• [Text excerpt]

# # # # # # #

Redefining the MBA
Facing criticism, business schools bring in new leaders to review mission, find relevance
Autumn in the Boston area means leaves turning, students returning and, this year, the leaders at business schools churning.
A new crop of educators, including a high-profile power broker and pair of Bay State natives coming home from Philadelphia and Silicon Valley, are working to re-brand their schools and reshape business education in an increasingly competitive market.
While demand for master's degrees in business administration has picked up among corporate recruiters after a lull following the Internet boom, business schools have been scrambling to rethink their missions and recast their images in response to critics questioning their ivory-tower aloofness and single-minded focus on maximizing shareholder value.
Their approaches vary, from bringing students into the workplace to customizing MBA programs to training global teams in corporate responsibility, but all struggle to remain relevant at a time of rapid economic change. "Schools are trying to redefine what business leaders need to know," said Rakesh Khurana, associate professor in organizational behavior at Harvard Business School.

# # # # # # #

• [Recorded data]
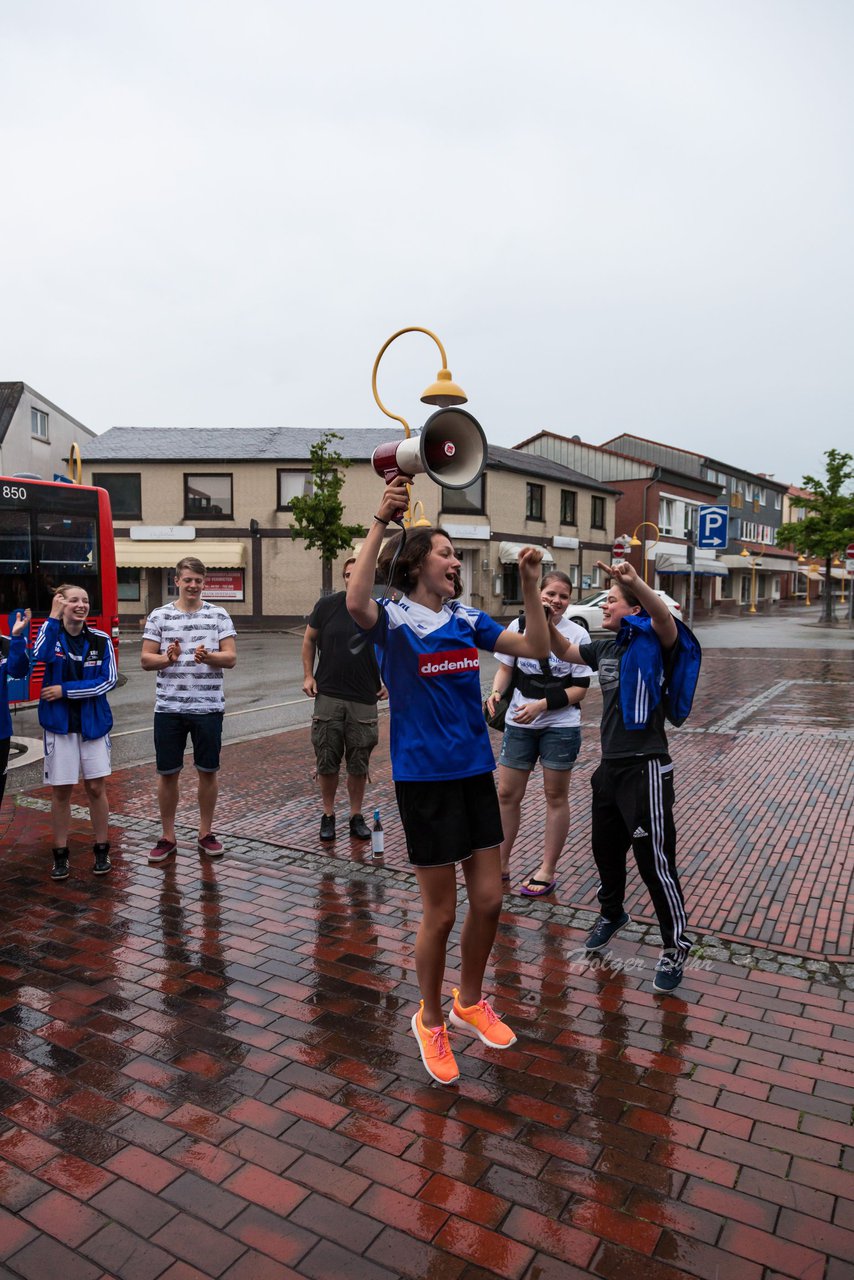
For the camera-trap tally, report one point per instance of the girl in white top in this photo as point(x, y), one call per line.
point(543, 726)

# # # # # # #

• [Goal A] What position does Rakesh Khurana hold, according to the MBA article?
• [Goal B] Repeat the passage of the MBA article starting at "A new crop of" and ending at "increasingly competitive market.".
• [Goal C] For each statement, say whether it agrees with the MBA article, and support each yes or no with the deciding words of the article, quoted exactly: (i) Demand for MBA degrees among corporate recruiters has picked up after a lull. (ii) The new educators include a pair of Bay State natives returning from New York. (iii) The business schools all follow the same approach.
The listing plays no part in this.

• [Exercise output A] He is an associate professor in organizational behavior at Harvard Business School.

• [Exercise output B]
A new crop of educators, including a high-profile power broker and pair of Bay State natives coming home from Philadelphia and Silicon Valley, are working to re-brand their schools and reshape business education in an increasingly competitive market.

• [Exercise output C]
(i) Yes: "demand for master's degrees in business administration has picked up among corporate recruiters after a lull following the Internet boom"
(ii) No: "pair of Bay State natives coming home from Philadelphia and Silicon Valley"
(iii) No: "Their approaches vary"